*What is asked*
Rewrite only the records from the line containing "reads [[358, 1088]]." down to the end of the records, putting "most central" wherever "innermost" appears and changing nothing else.

.....

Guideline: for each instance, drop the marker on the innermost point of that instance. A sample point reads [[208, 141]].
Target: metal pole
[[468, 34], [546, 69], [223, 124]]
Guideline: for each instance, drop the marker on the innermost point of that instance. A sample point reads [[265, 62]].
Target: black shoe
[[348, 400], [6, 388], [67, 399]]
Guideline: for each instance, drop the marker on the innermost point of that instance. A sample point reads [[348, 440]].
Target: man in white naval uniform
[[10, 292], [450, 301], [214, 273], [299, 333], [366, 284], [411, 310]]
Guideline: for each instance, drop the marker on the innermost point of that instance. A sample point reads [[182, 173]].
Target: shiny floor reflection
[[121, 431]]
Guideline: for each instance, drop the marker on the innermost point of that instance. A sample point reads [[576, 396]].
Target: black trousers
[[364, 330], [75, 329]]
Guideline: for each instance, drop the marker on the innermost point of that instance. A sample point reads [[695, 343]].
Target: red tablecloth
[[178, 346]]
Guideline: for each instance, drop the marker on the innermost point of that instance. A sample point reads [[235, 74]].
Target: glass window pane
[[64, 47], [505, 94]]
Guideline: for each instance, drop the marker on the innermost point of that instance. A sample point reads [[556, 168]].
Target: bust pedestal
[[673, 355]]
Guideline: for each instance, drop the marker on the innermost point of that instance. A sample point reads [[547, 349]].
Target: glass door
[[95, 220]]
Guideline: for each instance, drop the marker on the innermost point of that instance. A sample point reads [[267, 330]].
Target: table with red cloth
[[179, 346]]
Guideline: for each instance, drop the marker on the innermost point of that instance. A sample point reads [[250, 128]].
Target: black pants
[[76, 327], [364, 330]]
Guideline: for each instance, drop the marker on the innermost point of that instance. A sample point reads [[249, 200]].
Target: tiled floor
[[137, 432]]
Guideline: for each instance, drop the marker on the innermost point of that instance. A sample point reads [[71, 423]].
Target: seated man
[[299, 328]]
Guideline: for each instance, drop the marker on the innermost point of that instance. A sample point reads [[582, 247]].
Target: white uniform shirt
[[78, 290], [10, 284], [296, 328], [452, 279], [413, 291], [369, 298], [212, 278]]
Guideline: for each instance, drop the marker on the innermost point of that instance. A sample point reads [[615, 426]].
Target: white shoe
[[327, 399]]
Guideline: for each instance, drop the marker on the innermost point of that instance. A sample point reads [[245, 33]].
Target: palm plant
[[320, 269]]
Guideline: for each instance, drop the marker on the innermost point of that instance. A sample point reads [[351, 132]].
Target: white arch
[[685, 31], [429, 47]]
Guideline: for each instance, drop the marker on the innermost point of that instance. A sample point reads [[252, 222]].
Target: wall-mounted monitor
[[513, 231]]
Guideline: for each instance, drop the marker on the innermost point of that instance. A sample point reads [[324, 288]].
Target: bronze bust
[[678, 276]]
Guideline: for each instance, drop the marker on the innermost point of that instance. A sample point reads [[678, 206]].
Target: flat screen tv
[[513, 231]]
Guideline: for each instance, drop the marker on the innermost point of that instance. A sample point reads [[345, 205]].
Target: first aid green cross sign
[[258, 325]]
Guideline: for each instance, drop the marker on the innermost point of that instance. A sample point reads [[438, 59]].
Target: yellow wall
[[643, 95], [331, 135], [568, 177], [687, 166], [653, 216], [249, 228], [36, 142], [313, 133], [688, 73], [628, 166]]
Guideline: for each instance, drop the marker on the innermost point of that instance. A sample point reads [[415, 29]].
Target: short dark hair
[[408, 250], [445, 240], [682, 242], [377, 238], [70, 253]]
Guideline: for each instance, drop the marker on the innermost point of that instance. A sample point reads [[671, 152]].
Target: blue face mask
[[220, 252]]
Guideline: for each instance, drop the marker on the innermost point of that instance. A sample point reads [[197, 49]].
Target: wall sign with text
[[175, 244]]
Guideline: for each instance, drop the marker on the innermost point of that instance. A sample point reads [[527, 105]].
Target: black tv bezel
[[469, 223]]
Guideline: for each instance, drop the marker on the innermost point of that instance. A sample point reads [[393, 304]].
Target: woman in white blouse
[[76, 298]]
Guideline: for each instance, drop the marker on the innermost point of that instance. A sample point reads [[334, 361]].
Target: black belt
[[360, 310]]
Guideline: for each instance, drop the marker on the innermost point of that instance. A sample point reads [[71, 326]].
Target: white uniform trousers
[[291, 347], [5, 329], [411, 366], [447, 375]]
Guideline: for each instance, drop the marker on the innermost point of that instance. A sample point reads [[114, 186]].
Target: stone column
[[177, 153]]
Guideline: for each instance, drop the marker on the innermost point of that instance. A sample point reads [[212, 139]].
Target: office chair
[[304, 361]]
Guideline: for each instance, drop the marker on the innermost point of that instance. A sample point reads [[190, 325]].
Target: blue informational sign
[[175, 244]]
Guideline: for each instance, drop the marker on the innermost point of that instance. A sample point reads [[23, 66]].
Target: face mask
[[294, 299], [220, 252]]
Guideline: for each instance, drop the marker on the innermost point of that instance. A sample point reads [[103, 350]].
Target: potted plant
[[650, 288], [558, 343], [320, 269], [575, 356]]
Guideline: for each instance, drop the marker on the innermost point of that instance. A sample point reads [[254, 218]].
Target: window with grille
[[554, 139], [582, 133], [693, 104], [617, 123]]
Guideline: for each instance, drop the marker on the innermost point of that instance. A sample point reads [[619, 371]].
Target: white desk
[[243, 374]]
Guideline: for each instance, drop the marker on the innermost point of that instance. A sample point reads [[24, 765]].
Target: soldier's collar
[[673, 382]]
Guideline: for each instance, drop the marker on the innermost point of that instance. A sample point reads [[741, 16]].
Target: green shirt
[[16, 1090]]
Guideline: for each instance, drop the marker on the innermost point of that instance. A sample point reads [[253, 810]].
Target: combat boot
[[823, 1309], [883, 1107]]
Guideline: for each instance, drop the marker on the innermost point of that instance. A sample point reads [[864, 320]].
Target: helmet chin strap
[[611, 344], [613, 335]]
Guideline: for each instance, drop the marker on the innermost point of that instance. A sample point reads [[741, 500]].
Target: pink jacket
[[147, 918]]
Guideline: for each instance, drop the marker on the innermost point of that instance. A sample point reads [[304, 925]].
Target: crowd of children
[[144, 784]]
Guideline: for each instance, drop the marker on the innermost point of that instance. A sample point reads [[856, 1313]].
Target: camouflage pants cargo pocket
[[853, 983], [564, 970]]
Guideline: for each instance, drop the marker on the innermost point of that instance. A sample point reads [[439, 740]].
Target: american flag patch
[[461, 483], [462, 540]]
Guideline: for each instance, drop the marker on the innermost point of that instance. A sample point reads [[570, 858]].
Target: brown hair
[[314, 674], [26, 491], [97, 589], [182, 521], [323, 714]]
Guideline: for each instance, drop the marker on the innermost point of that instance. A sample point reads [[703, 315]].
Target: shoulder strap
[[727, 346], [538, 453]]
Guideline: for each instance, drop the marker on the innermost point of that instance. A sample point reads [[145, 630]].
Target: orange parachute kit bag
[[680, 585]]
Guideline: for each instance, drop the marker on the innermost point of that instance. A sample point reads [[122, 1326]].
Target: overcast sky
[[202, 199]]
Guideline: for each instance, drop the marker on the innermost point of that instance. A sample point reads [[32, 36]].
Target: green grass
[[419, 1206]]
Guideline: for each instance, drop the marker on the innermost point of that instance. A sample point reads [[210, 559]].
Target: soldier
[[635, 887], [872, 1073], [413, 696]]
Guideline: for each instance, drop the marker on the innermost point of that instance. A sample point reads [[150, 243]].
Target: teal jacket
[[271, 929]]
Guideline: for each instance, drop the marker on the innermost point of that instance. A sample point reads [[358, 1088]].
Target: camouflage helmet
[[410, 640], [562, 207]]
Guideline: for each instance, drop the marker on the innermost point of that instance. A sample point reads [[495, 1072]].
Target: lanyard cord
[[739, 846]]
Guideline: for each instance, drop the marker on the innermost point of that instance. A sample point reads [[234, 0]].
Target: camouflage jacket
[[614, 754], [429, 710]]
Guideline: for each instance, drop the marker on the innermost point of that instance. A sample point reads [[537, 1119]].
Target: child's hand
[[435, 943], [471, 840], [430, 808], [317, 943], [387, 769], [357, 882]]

.....

*The result*
Guideline: for each instance, drop the marker on the most central point of that instance. A sample point reads [[358, 1088]].
Target: camouflage helmet
[[410, 640], [562, 207]]
Guideline: for each instance, drop the marker on the most central point of that instance. A sample point reads [[495, 1072]].
Target: lanyard cord
[[739, 846]]
Guideline: for each instance, drop the marker on the most central point of that instance. A sample point reads [[234, 0]].
Target: camouflage jacket
[[614, 754], [429, 710]]
Guideline: for each instance, drop the marker on the most central point of that instance. A sample point reads [[537, 1119]].
Target: child's hand
[[435, 943], [471, 840], [430, 808], [317, 943], [387, 769], [357, 882]]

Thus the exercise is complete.